● PROVIDED PASSAGE
───

A cultural history of plastic?

PVC exhibition in northern sealand

On the 2nd of may, plastic is celebrated as an industral product. In response to the year of industrial culture, the danish plastic producers is among other things publishing a book about the danish plastic production. The danish plastic industry is today a considerable part of the overall landscape of industrial society. With 35.000 employees and 70 % export, plastic has a considerable position within the national industrial production. The producers count large, global corporations as LEGO as well as a long line of small and medium enterprises that is typical of the danish industrial sector.

An example of the plastic revolution is the medical industry, where “use-and-dispose” has changed the sanitary agenda. Danish firms like Coloplast has gained international importance in a strongly specialized production in this field.

Other examples are toys, furniture, storing boxes and an endless list of products, through which plastic found its way into nearly all parts of modern everyday life. With the technology of die casting, just about anthing could be moulded in practically no time, and the technology is part of recent experimentation in 3D-printing which points towards a convergence of communication and production industry.

───

● EXCERPTED DATA

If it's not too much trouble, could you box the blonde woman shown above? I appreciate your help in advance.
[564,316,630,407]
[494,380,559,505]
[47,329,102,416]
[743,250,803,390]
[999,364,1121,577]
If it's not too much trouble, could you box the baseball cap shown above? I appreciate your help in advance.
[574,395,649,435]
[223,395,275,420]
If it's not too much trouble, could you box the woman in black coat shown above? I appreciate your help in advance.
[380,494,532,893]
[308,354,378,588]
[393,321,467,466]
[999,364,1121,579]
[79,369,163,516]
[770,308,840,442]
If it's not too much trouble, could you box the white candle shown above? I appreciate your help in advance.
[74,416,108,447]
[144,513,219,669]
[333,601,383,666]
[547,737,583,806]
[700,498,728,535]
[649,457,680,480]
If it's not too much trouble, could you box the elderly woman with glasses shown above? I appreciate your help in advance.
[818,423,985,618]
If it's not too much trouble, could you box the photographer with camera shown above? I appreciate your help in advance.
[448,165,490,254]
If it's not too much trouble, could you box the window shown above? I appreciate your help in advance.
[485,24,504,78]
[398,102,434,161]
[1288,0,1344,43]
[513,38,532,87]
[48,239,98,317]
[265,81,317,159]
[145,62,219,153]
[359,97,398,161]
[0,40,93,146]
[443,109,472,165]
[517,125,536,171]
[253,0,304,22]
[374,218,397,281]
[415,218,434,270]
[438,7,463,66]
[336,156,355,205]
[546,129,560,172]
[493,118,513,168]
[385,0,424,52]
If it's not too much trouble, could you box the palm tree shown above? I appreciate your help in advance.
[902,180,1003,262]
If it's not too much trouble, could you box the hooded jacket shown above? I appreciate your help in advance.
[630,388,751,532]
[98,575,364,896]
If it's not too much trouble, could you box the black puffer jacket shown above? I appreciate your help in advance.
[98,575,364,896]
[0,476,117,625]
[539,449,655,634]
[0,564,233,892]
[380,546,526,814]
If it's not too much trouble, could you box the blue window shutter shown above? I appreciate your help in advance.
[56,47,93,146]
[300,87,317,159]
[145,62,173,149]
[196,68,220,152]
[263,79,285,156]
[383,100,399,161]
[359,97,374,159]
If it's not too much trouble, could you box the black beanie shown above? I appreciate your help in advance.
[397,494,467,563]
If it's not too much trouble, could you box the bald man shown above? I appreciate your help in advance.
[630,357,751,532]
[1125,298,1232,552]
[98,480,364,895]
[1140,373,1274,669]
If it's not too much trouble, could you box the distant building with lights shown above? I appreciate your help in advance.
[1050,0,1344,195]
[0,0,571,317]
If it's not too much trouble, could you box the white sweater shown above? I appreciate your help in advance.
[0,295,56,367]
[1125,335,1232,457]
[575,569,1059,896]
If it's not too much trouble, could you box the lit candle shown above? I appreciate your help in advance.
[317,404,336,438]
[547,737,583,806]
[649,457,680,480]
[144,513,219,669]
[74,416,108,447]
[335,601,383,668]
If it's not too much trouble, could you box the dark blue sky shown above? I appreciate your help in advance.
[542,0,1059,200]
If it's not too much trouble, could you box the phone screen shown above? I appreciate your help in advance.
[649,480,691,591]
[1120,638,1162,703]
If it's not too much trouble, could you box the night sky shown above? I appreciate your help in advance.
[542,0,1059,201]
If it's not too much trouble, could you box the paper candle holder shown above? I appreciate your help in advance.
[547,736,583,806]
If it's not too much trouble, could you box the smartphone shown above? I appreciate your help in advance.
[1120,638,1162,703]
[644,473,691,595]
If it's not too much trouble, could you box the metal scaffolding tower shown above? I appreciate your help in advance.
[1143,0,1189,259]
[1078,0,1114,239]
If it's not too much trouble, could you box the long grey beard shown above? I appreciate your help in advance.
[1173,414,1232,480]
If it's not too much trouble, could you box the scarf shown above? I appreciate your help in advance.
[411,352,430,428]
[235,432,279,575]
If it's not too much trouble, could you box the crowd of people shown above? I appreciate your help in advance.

───

● DIRECTIONS
a – What share of production does the Danish plastic industry export, according to the text on the cultural history of plastic?
b – Extend the text on the cultural history of plastic, starting after its closing sentence about 3D printing.

● OUTPUTS IN ORDER
a – 70 percent.

b –
Nationalmuseets department of Modern History has already shown plastic products in Brede, and we are considering taking the material into account in the exhibition of industrial culture, Brede Works, at the same location. Here is also, which is rare in Europe, research in plastic conservation.

There is a profound interest for plastic in Denmark in these years: The art museum of Trapholt published last year a book on the subject, there has just been a PVC-exhibition in the plastic “silicon valley” of northern Sealand, there is a book on the way about the history of the industry, and the subject has been dealt with in periodicals as “Factory and Dwelling” and “Folk og Kultur” in the 1990’s. In Denmark, Technical Museum in Elsinore and others has dealt with the history of plastic production.

We know that the Victoria & Albert Museum in London has dealt with plastic, but if other international museums of cultural history has done so, or is contemplating doing so, we would be grateful for a comment.